━━ Texte source
DORA MAAR

Métier : muse

Dora Maar, Sans titre, 1935. Copyright de l’œuvre © Adagp, Paris Crédit photo / Photo credit © Centre Pompidou.

Dora Maar était autrefois la plus belle et la plus intéressante photographe de Paris. Mademoiselle Lili qui vient de redécouvrir cette mystérieuse femme au Centre Pompidou, s’est demandé pourquoi elle n’a pas envoyé valser le macho notoire qu’était Picasso.


L’amante n°5 de Picasso, sa « femme qui pleure », sa muse - Dora Maar est probablement l’une des amantes d’artiste les plus célèbres de l’époque moderne, immortalisée par le génie de la peinture sur les toiles les plus chères au monde. Et l’une des plus tragiques : lorsqu’il la quitta en 1943, elle tomba dans une profonde dépression dont elle ne se remit jamais vraiment jusqu'à sa mort en 1997. C’était tout ce que je savais de Dora Maar. Mais qui était-elle vraiment ? Le Centre Pompidou nous montre actuellement qu’elle était bien plus que ça et qu'il ne faut plus considérer les femmes de l’histoire de l’art moderne uniquement comme l’appendice de leurs célèbres amants et maris. Alors que j’étudiais ses impressionnants écrits et photographies - Dora Maar était une pionnière de la photographie de mode, une actrice importante du mouvement surréaliste et une penseuse aux idées politiques bien arrêtées, je me suis demandé comment elle avait bien pu laisser Picasso la dominer à ce point et lui faire autant de mal. Et ce qui pousse encore souvent les femmes d’aujourd'hui à donner leur cœur et tranquillité d’esprit à des hommes ayant réussi mais au caractère plus que douteux.

En 1931, Dora Maar était déjà une photographe et artiste établie et travaillait d’égal à égal avec les plus grands d’Henri Cartier-Bresson à Man Ray ou Georges Brassaï. Mais en 1936 vint le jour funeste où Paul Eluard lui présenta ce peintre espagnol sûr de lui de deux fois son âge au café Les deux magots. Et cette fière jeune femme de 29 ans à la beauté sombre et dramatique se transforma en une créature avide de l’attention de la star de la peinture et chercha à l’impressionner par un jeu plutôt transparent : « Elle portait des gants noirs brodés de petites fleurs roses. Elle avait enlevé ses gants et pris un long couteau pointu qu'elle plantait dans la table, les doigts écartés.
━━━━
Exercice proposé 1:
Répondez aux questions suivantes d'après l'article sur Dora Maar.
(a) En quelle année Picasso quitta-t-il Dora Maar ?
(b) Qui présenta Picasso à Dora Maar en 1936 ?
(c) Dans quel café eut lieu cette rencontre ?
━━ Lignes fournies
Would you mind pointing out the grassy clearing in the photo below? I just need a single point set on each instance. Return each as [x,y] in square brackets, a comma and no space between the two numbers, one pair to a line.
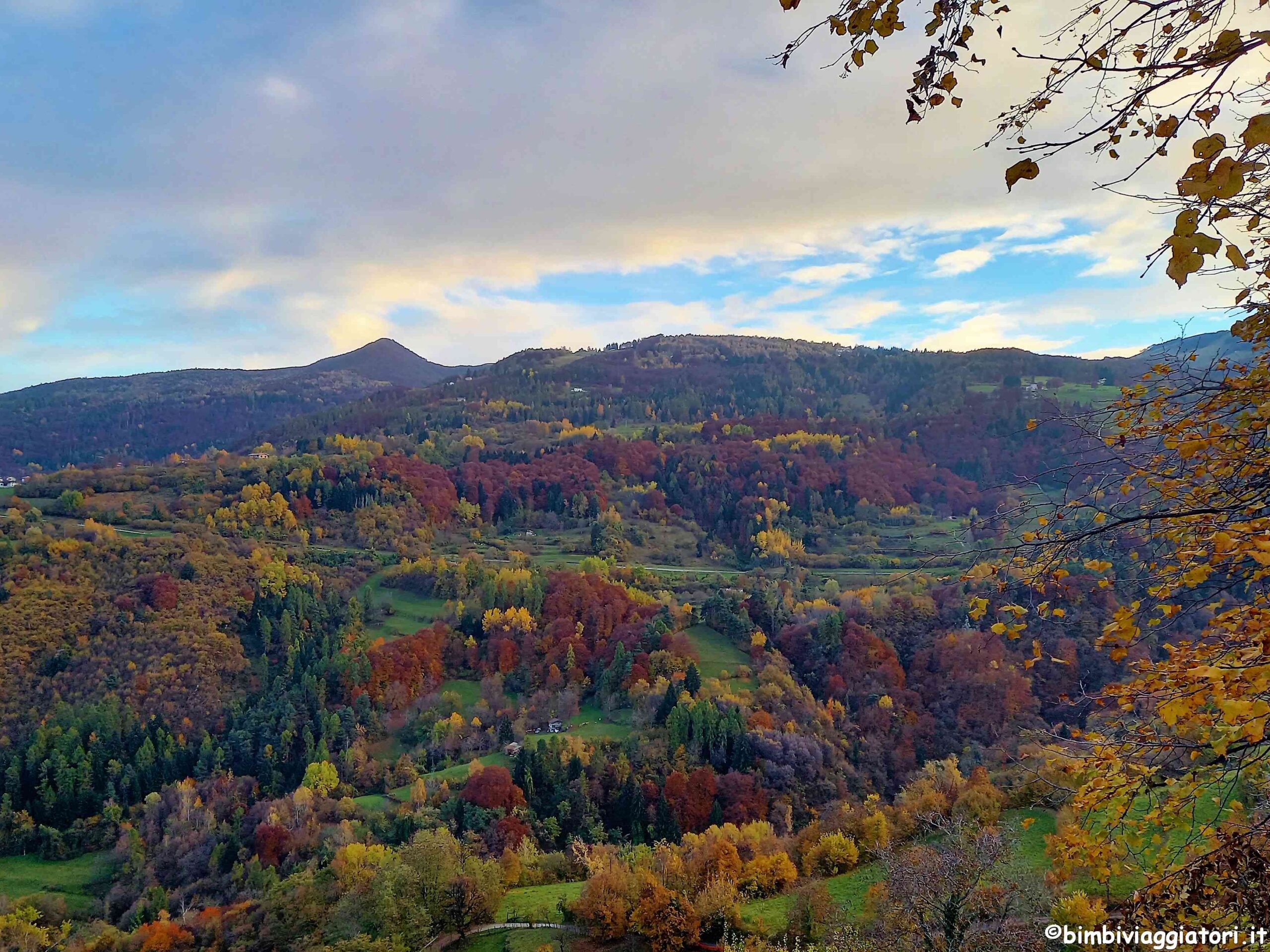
[373,803]
[849,890]
[454,775]
[531,940]
[78,881]
[1083,394]
[483,942]
[536,904]
[718,654]
[411,612]
[590,724]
━━━━
Exercice proposé 2:
Mettez à jour les lignes fournies en remplaçant «grassy clearing» par «wooden bench», le reste demeurant inchangé. Omettez l'image dans votre réponse.

Corrigé 1:
(a) En 1943.
(b) Paul Eluard.
(c) Au café Les deux magots.

Corrigé 2:
Would you mind pointing out the wooden bench in the photo below? I just need a single point set on each instance. Return each as [x,y] in square brackets, a comma and no space between the two numbers, one pair to a line.
[373,803]
[849,890]
[454,775]
[531,940]
[78,881]
[1083,394]
[483,942]
[536,904]
[718,654]
[411,612]
[590,724]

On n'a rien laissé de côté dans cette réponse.